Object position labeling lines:
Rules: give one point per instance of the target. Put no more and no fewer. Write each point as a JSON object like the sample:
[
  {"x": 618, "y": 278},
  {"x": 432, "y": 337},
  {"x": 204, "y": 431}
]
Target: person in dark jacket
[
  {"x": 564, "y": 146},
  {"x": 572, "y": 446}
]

Task directions: Could you rename "dark jacket" to "black coat" throughout all the lines above and write them out again, leaving everything else unchanged?

Complete response:
Rules: give one point per instance of the target. Put no more and no fewer. Write each point as a JSON object like the sample:
[
  {"x": 618, "y": 278},
  {"x": 432, "y": 337},
  {"x": 204, "y": 431}
]
Target: person in black coat
[
  {"x": 564, "y": 146},
  {"x": 572, "y": 446}
]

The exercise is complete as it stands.